EXERCISE DESCRIPTION: Find every line in the material below that contains the word "roof" and copy each one.

>> Start TASK DATA

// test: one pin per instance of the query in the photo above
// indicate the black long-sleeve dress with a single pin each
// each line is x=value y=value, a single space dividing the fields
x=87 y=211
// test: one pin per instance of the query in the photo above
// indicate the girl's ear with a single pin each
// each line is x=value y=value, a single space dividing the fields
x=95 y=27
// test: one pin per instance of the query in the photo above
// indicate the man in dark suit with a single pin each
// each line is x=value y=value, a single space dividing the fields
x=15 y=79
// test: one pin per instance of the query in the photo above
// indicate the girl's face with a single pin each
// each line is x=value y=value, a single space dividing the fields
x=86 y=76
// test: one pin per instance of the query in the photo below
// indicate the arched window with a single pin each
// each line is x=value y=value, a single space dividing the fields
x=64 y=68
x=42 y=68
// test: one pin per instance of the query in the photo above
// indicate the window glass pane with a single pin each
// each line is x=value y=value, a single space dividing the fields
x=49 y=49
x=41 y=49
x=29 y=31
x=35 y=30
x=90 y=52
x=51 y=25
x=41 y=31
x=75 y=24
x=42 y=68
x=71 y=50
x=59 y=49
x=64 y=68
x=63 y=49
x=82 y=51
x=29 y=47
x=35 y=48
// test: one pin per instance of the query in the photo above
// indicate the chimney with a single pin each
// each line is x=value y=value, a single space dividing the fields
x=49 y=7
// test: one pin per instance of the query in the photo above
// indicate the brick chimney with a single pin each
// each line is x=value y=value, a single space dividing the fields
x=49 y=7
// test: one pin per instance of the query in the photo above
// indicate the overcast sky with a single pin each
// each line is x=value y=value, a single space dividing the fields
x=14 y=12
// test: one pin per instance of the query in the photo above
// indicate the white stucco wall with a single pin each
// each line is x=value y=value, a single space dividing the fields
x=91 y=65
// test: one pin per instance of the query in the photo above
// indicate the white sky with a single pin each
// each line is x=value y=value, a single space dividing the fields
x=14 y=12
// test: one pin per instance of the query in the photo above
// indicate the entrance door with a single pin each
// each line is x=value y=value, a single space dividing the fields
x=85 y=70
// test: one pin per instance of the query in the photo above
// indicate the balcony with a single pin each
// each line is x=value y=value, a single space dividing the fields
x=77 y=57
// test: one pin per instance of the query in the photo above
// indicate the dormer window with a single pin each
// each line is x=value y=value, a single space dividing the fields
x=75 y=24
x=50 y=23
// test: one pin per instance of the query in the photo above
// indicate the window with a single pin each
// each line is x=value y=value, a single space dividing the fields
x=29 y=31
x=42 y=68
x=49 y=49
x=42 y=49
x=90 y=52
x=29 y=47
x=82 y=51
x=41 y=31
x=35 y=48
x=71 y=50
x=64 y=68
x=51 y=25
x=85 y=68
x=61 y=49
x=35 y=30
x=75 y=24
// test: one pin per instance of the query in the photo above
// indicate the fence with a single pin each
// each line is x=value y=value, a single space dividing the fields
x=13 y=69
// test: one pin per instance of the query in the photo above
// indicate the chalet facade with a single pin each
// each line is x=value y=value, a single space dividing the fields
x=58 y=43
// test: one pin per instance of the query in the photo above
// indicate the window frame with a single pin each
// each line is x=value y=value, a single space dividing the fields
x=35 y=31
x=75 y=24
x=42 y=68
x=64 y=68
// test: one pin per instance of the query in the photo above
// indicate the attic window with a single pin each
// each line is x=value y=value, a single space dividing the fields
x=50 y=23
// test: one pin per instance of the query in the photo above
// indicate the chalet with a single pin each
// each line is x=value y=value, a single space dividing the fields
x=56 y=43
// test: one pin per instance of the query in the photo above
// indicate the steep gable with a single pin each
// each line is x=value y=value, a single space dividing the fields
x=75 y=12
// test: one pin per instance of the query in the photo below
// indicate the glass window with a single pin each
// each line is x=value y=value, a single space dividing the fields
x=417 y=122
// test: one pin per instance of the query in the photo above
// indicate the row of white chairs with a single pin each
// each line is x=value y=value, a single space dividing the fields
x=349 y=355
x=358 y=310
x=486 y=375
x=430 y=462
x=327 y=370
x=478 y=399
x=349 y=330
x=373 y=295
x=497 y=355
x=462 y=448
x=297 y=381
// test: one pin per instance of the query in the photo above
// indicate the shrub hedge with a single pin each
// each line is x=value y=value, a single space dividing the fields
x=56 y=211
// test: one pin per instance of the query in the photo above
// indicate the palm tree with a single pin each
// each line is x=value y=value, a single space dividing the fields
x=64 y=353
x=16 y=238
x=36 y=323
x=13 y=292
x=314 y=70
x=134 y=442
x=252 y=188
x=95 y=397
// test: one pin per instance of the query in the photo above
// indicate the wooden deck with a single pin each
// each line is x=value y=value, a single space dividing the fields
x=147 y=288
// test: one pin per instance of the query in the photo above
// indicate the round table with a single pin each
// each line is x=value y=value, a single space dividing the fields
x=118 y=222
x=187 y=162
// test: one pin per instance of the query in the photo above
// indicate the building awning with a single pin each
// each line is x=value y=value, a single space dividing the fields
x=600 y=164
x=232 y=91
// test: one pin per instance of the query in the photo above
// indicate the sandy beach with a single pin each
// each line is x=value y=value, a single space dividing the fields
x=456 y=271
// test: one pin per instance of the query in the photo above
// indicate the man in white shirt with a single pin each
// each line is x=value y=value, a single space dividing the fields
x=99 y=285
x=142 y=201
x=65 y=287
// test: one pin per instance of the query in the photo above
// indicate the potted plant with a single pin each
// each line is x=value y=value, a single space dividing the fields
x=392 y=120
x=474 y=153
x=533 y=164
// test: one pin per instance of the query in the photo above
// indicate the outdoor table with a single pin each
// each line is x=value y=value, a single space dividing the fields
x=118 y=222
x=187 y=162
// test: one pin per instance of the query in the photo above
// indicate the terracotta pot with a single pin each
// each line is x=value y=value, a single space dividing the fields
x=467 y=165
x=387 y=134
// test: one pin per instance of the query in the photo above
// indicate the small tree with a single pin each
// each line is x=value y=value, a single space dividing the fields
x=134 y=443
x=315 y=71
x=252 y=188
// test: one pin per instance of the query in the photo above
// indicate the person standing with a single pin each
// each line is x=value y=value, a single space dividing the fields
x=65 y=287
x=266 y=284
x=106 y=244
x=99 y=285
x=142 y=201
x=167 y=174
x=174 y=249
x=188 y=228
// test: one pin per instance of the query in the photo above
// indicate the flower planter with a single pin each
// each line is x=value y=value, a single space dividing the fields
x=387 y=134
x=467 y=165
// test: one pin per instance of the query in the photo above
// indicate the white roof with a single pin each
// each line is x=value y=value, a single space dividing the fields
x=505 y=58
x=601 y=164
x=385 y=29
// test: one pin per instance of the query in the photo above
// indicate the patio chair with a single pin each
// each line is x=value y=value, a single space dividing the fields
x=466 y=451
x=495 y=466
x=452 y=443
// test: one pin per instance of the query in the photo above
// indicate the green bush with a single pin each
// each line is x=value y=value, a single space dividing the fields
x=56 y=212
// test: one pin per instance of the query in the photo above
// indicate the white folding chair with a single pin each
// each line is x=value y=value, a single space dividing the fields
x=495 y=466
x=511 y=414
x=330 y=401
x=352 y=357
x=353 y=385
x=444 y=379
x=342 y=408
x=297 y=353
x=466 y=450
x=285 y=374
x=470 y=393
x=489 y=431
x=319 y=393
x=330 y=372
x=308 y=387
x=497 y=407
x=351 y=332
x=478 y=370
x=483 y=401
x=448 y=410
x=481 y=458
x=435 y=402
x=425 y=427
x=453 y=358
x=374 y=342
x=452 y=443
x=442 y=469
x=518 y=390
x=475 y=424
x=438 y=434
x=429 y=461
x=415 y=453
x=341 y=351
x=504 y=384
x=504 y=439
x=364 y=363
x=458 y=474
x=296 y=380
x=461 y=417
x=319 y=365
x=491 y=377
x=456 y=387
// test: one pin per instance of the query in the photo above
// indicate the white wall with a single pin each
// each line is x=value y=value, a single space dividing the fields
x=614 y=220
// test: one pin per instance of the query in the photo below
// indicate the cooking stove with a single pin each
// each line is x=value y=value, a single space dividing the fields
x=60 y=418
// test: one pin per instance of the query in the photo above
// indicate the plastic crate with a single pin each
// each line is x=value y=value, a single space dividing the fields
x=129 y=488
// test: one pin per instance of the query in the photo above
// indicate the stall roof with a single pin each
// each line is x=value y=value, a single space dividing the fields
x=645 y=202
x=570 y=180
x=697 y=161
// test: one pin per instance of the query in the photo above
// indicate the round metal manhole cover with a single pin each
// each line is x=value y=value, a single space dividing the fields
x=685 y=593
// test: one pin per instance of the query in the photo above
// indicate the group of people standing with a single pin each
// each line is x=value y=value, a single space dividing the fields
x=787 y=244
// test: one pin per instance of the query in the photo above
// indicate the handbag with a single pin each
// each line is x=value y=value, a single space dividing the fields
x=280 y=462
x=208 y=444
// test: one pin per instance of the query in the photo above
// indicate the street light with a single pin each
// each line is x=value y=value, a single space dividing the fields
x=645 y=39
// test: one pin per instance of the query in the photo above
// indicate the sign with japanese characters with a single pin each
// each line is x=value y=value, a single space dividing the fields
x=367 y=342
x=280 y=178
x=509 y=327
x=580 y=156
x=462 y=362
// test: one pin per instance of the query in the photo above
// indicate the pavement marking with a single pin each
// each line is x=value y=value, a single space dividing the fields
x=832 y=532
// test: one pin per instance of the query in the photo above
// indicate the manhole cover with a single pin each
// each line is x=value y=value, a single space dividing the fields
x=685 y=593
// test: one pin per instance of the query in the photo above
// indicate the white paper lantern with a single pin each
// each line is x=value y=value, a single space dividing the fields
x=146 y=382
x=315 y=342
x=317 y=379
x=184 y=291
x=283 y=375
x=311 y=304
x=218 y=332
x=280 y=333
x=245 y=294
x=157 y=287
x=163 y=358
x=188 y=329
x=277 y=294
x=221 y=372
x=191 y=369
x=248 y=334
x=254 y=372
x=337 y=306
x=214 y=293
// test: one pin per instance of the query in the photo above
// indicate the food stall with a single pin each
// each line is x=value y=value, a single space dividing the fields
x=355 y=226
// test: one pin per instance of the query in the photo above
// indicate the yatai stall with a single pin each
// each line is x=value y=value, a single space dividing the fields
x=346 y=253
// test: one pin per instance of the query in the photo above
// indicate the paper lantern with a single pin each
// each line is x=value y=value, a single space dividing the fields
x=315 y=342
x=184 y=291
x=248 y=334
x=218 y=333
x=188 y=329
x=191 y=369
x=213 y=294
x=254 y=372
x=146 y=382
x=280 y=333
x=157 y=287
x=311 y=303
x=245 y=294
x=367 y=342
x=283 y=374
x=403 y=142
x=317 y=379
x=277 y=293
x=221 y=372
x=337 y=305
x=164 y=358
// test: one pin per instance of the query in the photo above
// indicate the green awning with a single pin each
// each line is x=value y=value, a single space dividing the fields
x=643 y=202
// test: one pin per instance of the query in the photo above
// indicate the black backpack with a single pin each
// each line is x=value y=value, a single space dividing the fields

>> End TASK DATA

SOLUTION TO THE EXERCISE:
// indicate the white roof with a single pin each
// indicate the stall roof with a single pin each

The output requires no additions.